*WHAT IS NEEDED*: Recast the listing below as a two-column CSV with the headers instruction and output, one row for each text-and-answer pair. Put the text and the answer each in a single quoted field, with line breaks turned into spaces.
■ ■ ■ ■
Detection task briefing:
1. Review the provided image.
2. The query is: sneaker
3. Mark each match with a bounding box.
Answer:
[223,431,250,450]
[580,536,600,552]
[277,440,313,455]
■ ■ ■ ■
*ANSWER TO THE TASK*:
instruction,output
"Detection task briefing: 1. Review the provided image. 2. The query is: sneaker 3. Mark each match with a bounding box. Answer:","[223,431,250,450] [580,536,600,552] [277,440,313,455]"